## TASK DETAILS
Skip every line before the one containing "Can you find the red stem", then copy that line and the rest of the entries below exactly, through the last line.
※
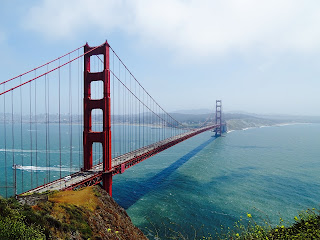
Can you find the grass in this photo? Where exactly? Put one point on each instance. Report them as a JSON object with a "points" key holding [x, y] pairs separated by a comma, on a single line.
{"points": [[306, 226]]}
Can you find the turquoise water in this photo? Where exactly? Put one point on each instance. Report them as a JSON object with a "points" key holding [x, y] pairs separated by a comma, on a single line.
{"points": [[204, 182]]}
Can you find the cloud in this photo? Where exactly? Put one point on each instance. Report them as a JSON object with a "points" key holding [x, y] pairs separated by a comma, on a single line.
{"points": [[188, 27]]}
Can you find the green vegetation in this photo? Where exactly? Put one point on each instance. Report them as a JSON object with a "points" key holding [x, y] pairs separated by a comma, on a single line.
{"points": [[19, 222], [52, 220], [42, 221], [306, 226]]}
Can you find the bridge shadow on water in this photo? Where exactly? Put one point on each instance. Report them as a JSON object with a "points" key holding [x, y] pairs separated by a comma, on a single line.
{"points": [[135, 191]]}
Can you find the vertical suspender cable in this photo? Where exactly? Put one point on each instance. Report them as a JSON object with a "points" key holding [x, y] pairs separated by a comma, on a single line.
{"points": [[21, 138], [59, 90], [30, 124], [36, 127], [46, 112], [5, 142], [78, 120], [70, 114], [13, 150]]}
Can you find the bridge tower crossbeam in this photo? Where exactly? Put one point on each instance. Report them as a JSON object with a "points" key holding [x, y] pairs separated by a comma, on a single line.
{"points": [[89, 136], [218, 130]]}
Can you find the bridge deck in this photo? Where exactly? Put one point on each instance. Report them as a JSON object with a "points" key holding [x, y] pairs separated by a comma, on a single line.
{"points": [[119, 164]]}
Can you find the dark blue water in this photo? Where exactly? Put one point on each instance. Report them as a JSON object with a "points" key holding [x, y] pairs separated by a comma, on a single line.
{"points": [[204, 182]]}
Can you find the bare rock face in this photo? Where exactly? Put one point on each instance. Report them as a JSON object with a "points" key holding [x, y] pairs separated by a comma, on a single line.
{"points": [[88, 213]]}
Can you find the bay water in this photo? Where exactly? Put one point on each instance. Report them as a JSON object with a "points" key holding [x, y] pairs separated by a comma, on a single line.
{"points": [[195, 186], [205, 182]]}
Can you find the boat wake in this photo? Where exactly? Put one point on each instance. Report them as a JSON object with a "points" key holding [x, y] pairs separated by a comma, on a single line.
{"points": [[42, 169]]}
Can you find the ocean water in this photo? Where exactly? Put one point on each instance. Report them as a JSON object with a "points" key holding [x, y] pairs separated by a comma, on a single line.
{"points": [[206, 182]]}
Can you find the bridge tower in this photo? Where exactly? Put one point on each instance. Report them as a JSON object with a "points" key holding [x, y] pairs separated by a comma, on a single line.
{"points": [[89, 136], [218, 118]]}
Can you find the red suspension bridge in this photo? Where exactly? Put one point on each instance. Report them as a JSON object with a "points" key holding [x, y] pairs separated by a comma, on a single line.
{"points": [[79, 120]]}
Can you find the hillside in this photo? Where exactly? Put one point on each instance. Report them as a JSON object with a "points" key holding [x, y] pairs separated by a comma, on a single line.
{"points": [[89, 213]]}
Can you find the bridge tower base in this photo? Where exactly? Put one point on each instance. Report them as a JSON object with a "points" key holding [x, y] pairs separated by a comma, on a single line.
{"points": [[218, 118], [89, 136]]}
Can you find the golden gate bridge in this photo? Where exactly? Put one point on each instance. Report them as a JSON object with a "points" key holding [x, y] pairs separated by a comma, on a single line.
{"points": [[80, 119]]}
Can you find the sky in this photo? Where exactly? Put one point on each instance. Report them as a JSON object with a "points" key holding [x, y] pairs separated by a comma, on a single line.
{"points": [[256, 56]]}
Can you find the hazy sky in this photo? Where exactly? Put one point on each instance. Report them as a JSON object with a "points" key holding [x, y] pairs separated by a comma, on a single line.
{"points": [[257, 56]]}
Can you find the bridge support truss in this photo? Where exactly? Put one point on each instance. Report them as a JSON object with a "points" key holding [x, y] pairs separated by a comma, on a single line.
{"points": [[89, 136]]}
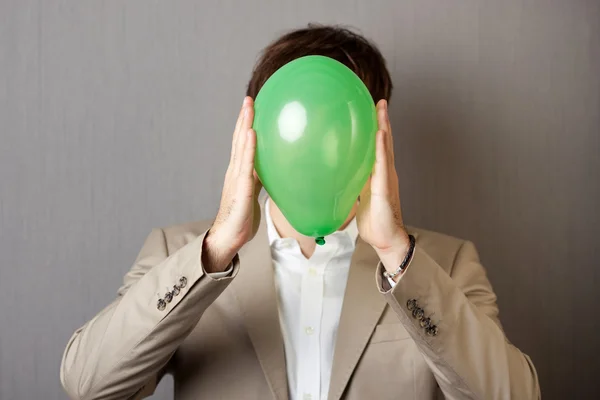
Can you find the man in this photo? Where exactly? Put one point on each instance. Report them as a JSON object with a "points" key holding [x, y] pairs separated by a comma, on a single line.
{"points": [[247, 308]]}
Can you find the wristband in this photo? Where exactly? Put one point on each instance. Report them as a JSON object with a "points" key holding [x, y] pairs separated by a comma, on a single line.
{"points": [[404, 264]]}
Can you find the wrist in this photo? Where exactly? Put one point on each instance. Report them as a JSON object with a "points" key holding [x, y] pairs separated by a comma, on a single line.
{"points": [[392, 256], [216, 255]]}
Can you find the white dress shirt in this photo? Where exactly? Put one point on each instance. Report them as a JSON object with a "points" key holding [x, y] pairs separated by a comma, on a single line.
{"points": [[310, 294]]}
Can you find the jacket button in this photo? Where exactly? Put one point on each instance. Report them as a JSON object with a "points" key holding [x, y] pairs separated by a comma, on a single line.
{"points": [[182, 282], [418, 313], [168, 297], [432, 330]]}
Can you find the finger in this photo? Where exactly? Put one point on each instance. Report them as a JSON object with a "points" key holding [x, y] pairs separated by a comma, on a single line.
{"points": [[383, 120], [257, 181], [247, 161], [365, 193], [238, 126], [249, 115], [381, 169]]}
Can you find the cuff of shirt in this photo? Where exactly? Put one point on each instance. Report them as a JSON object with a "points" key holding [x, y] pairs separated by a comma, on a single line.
{"points": [[218, 275]]}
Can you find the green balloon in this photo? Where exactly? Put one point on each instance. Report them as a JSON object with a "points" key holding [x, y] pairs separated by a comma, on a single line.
{"points": [[315, 124]]}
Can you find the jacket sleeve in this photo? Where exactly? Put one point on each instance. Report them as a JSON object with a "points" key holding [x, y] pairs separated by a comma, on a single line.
{"points": [[122, 352], [467, 350]]}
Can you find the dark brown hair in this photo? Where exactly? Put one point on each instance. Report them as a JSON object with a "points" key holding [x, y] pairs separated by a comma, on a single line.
{"points": [[342, 44]]}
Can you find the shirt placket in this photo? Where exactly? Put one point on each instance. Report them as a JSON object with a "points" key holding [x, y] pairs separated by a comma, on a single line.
{"points": [[311, 306]]}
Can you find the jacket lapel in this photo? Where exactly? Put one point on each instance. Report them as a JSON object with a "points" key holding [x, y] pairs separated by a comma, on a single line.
{"points": [[254, 288], [362, 308]]}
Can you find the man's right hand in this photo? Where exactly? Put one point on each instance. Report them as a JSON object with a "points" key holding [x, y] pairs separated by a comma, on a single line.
{"points": [[239, 212]]}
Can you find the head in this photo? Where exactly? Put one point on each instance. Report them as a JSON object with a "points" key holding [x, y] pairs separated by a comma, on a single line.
{"points": [[342, 44], [351, 49]]}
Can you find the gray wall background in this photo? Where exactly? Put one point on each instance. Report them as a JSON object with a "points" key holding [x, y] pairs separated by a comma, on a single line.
{"points": [[116, 116]]}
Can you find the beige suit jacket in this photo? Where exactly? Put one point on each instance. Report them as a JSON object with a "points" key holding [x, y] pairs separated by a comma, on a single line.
{"points": [[221, 338]]}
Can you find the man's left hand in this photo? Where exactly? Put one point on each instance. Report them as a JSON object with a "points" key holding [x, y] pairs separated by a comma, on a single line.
{"points": [[379, 215]]}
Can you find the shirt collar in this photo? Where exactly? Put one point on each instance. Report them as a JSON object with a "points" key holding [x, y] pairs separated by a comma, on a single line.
{"points": [[350, 231]]}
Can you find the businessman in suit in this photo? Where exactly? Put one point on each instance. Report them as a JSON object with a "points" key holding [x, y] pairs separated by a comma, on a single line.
{"points": [[247, 308]]}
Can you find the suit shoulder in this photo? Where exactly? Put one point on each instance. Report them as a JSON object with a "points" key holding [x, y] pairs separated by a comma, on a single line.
{"points": [[439, 246], [177, 236]]}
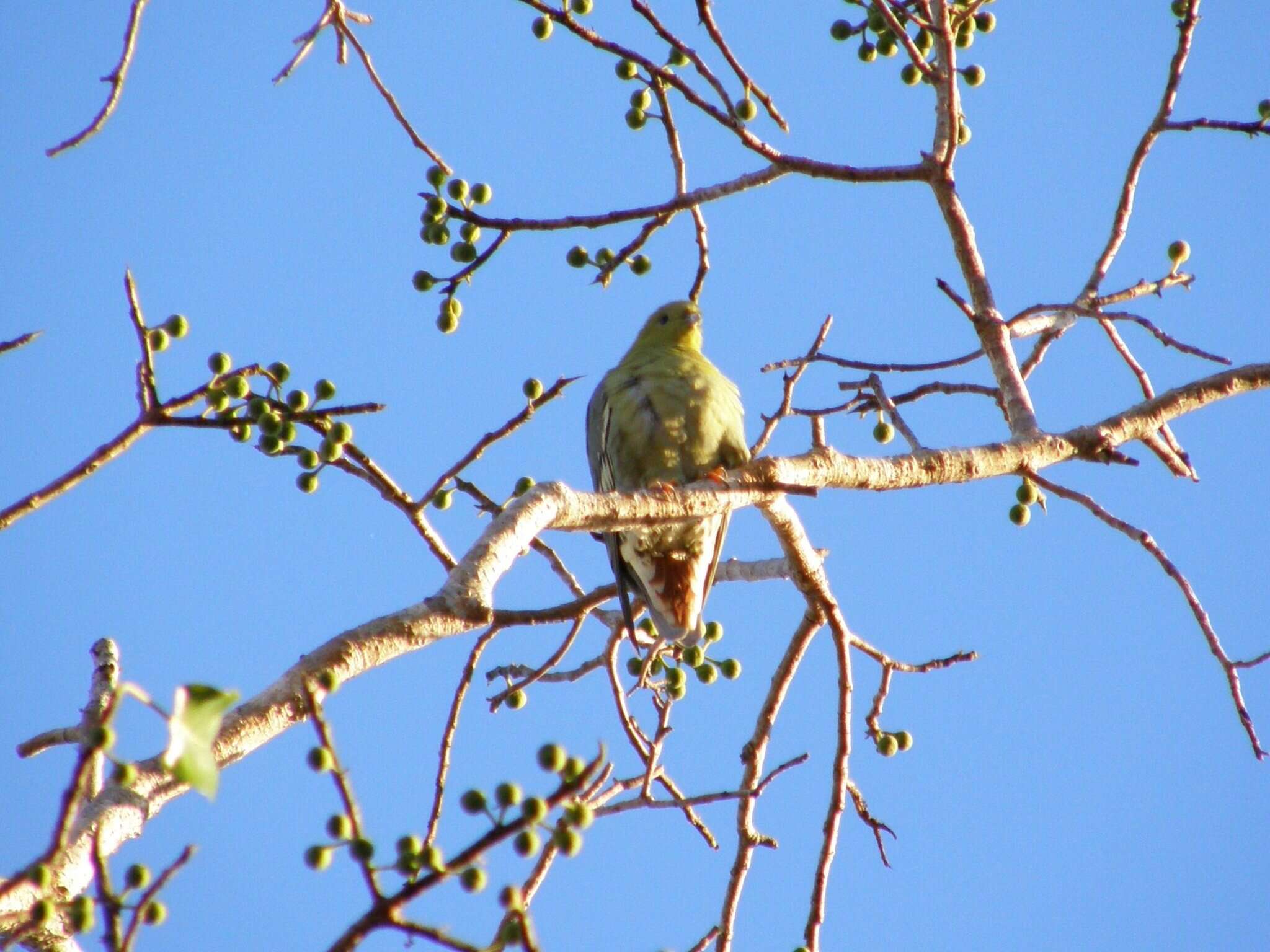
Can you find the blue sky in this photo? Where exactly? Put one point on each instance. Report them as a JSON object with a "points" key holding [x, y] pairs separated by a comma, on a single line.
{"points": [[1085, 785]]}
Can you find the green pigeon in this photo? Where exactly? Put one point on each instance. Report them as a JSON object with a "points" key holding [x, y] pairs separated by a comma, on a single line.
{"points": [[666, 415]]}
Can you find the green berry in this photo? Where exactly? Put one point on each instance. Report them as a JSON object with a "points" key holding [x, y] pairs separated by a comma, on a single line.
{"points": [[433, 858], [154, 913], [136, 876], [83, 914], [331, 451], [579, 814], [473, 801], [1026, 493], [236, 386], [409, 845], [438, 234], [526, 843], [41, 876], [270, 423], [534, 809], [507, 794], [568, 840]]}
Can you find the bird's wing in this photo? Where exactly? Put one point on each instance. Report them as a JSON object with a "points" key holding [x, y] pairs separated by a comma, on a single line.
{"points": [[603, 478]]}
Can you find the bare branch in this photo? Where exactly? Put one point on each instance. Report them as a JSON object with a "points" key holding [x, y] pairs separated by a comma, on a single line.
{"points": [[115, 77]]}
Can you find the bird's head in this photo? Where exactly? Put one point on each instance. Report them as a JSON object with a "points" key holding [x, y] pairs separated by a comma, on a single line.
{"points": [[677, 324]]}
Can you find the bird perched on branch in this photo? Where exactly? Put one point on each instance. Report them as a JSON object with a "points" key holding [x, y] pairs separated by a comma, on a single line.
{"points": [[666, 415]]}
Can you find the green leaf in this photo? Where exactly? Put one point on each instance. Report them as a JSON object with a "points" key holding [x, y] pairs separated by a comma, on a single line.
{"points": [[196, 719]]}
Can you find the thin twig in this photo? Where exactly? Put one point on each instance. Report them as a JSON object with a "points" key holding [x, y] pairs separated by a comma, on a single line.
{"points": [[1145, 539], [115, 77]]}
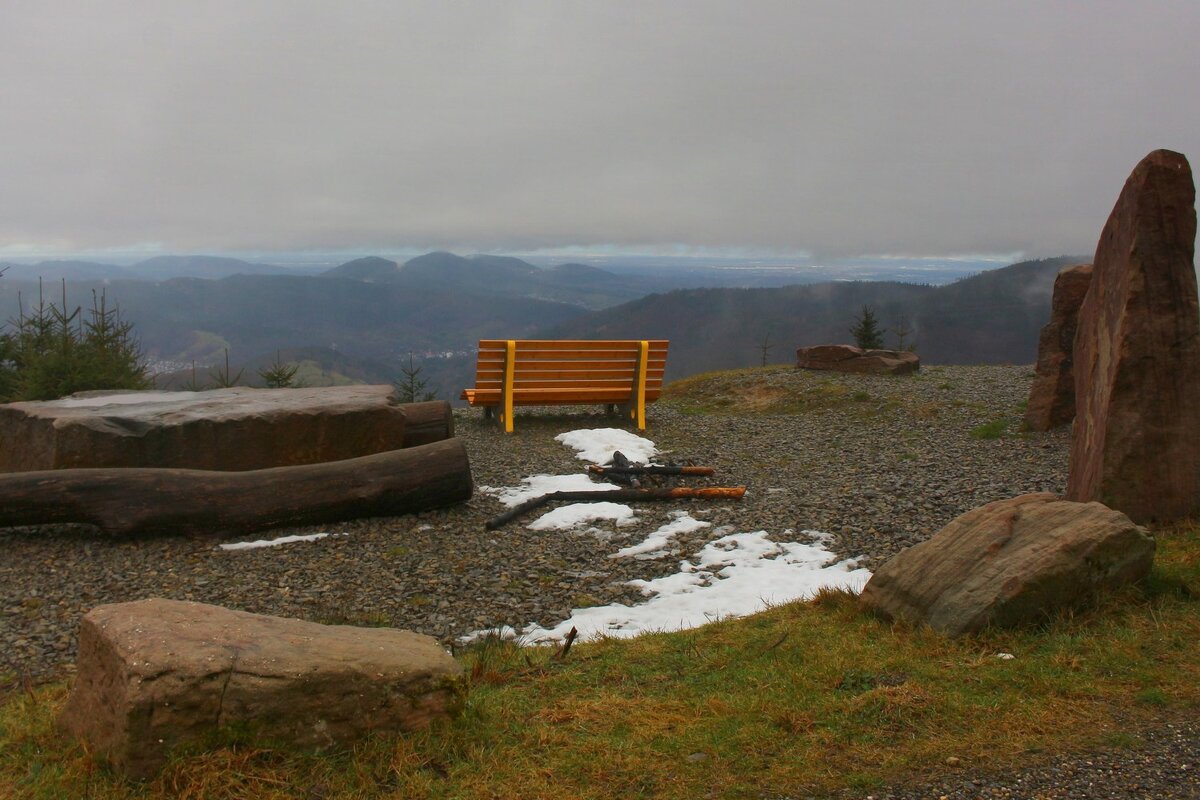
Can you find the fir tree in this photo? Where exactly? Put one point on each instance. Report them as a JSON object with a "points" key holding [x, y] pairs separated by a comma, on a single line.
{"points": [[279, 374], [867, 331], [411, 386], [903, 330]]}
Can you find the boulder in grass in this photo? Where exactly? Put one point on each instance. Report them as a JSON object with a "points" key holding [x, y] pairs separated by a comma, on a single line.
{"points": [[847, 358], [223, 429], [1011, 563], [156, 675]]}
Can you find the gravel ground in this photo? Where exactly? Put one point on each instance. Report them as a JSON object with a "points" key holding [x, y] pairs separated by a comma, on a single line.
{"points": [[880, 463]]}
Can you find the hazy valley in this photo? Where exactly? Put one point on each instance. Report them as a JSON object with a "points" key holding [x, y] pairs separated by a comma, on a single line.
{"points": [[358, 322]]}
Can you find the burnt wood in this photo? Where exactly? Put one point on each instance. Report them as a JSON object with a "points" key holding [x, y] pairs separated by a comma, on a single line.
{"points": [[678, 493], [427, 422]]}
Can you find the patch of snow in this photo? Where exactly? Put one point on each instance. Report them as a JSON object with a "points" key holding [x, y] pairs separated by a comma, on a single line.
{"points": [[273, 542], [579, 513], [657, 542], [124, 400], [735, 576], [539, 485], [597, 445]]}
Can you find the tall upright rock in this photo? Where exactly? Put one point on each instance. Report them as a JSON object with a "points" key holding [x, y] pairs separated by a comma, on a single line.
{"points": [[1053, 395], [1137, 443]]}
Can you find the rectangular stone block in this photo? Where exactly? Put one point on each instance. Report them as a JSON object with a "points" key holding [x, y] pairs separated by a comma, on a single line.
{"points": [[157, 674], [226, 429]]}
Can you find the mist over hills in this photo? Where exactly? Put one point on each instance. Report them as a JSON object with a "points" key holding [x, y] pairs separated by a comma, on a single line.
{"points": [[361, 318], [990, 318], [160, 268]]}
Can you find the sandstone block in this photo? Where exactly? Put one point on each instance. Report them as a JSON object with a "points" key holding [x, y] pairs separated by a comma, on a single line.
{"points": [[847, 358], [160, 674], [1011, 563], [1053, 394], [226, 429], [1137, 440]]}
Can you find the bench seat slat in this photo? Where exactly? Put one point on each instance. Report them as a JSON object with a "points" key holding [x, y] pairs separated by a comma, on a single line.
{"points": [[567, 372]]}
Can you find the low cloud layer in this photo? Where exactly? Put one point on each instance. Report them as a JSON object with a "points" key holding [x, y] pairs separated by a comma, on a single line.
{"points": [[831, 127]]}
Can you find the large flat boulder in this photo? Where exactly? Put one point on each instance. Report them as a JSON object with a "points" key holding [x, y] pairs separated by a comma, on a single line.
{"points": [[226, 429], [1011, 563], [1137, 441], [156, 674], [1053, 394], [847, 358]]}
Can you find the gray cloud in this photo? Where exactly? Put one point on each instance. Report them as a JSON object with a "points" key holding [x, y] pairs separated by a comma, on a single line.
{"points": [[833, 127]]}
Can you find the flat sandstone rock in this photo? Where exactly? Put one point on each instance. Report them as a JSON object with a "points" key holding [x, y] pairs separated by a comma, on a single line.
{"points": [[1011, 563], [227, 429], [1053, 394], [847, 358], [160, 674]]}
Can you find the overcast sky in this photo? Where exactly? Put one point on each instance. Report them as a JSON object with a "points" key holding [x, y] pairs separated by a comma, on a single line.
{"points": [[838, 128]]}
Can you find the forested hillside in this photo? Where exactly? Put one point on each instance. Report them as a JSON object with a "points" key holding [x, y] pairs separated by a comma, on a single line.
{"points": [[363, 318]]}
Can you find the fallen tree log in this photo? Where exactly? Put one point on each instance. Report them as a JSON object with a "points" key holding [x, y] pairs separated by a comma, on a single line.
{"points": [[426, 422], [678, 493], [145, 500]]}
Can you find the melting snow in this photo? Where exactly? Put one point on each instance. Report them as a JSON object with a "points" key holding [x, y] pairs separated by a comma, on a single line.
{"points": [[273, 542], [657, 542], [538, 485], [123, 400], [733, 576], [597, 445], [579, 513]]}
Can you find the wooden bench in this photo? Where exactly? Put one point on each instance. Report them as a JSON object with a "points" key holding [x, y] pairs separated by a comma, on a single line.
{"points": [[569, 372]]}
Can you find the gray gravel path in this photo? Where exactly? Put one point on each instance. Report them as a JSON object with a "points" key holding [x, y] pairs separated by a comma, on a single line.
{"points": [[880, 463]]}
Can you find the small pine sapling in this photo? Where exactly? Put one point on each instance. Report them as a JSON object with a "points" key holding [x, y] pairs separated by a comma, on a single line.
{"points": [[411, 386], [867, 331]]}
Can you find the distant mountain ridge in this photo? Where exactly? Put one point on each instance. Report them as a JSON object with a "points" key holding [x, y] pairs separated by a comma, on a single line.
{"points": [[994, 317], [439, 305]]}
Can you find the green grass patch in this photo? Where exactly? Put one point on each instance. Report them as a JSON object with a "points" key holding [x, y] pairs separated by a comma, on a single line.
{"points": [[994, 429], [773, 390], [805, 698]]}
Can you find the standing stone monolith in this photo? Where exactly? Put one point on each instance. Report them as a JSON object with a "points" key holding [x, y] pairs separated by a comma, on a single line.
{"points": [[1137, 441], [1053, 394]]}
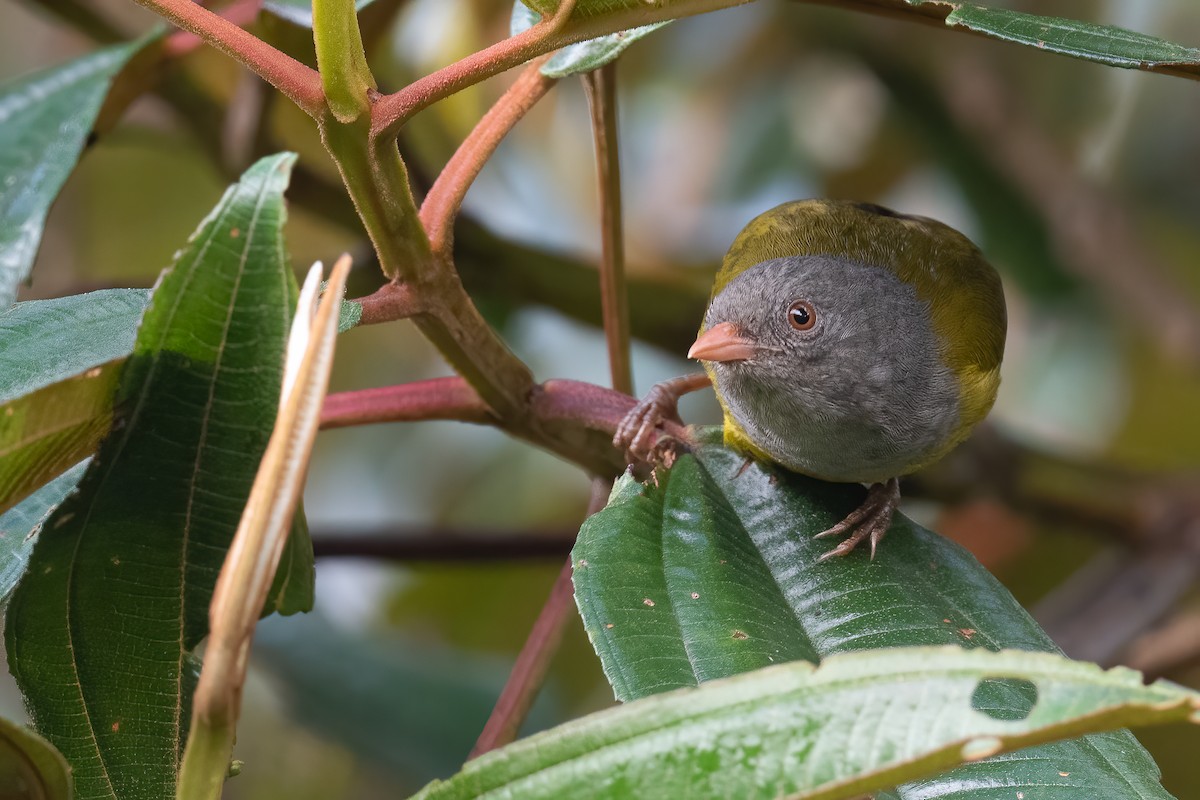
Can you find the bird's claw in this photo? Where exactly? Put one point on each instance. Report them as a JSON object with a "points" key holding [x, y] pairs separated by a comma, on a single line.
{"points": [[869, 521], [639, 433]]}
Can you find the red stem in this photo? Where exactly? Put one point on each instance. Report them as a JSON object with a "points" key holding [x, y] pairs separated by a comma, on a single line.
{"points": [[240, 13], [393, 110], [533, 662], [441, 398], [445, 196], [299, 83]]}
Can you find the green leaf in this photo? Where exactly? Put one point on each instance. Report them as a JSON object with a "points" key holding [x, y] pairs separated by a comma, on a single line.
{"points": [[295, 582], [583, 56], [1102, 43], [45, 121], [43, 433], [349, 316], [714, 571], [30, 768], [21, 524], [119, 582], [59, 365], [855, 725], [46, 341]]}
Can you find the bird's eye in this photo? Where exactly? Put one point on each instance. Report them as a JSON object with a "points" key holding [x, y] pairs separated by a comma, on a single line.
{"points": [[802, 316]]}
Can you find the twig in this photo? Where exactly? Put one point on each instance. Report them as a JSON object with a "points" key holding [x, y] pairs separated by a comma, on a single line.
{"points": [[389, 302], [601, 90], [393, 110], [445, 196], [439, 398], [570, 419], [418, 543], [1091, 232], [529, 671], [240, 12], [299, 83]]}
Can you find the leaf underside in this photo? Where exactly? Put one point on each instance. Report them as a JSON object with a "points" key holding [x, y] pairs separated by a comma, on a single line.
{"points": [[45, 121], [100, 630], [714, 572], [851, 726]]}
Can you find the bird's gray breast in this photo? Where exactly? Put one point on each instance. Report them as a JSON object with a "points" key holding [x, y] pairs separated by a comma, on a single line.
{"points": [[868, 397]]}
※
## TASK RESULT
Can you find the red stem in this photo? Where exactly? Put one point on each instance. Report them as a JSON object with a "points" key holding [x, y] pairs separated by a comma, on a single line.
{"points": [[240, 13], [393, 110], [533, 662], [441, 398], [445, 196], [299, 83]]}
Can you find the green leaf in this photo? Where exactly? Put one point on each instance. Report them as a JSON object with a "points" key holding [x, y] pairs separated by a comma, on a single line.
{"points": [[295, 582], [583, 56], [1102, 43], [45, 121], [43, 433], [349, 316], [714, 571], [30, 768], [21, 524], [119, 582], [59, 365], [855, 725], [46, 341]]}
Can you find the bird's eye in this photo? Where exactly? Put one point on each instance. Report them as a JSON object with a "points" key holding [x, y] pairs separated by a comma, on a single line.
{"points": [[802, 316]]}
Can you find the twig in this photo? Where exactly? Put one point on each instance. Report them as a JSON object with a "points" key holding [x, y] pairs separated by a comma, on a single line.
{"points": [[389, 302], [601, 90], [393, 110], [445, 196], [439, 398], [570, 419], [418, 543], [1091, 232], [529, 671], [240, 12], [299, 83]]}
Can you find the leaf underside in this photo? Where exactly? Put one point on each instance. Report them as a JSON object with a "points" key holding [x, y] pairs separated by a comma, on a single line.
{"points": [[45, 121], [100, 630], [714, 572], [851, 726]]}
Can you find the bird's gray breast in this photo? Where exactly? Put one point on each instance. Report them as a JSON object with a "points" key holding [x, y] pairs separated by a comma, on a single line.
{"points": [[868, 397]]}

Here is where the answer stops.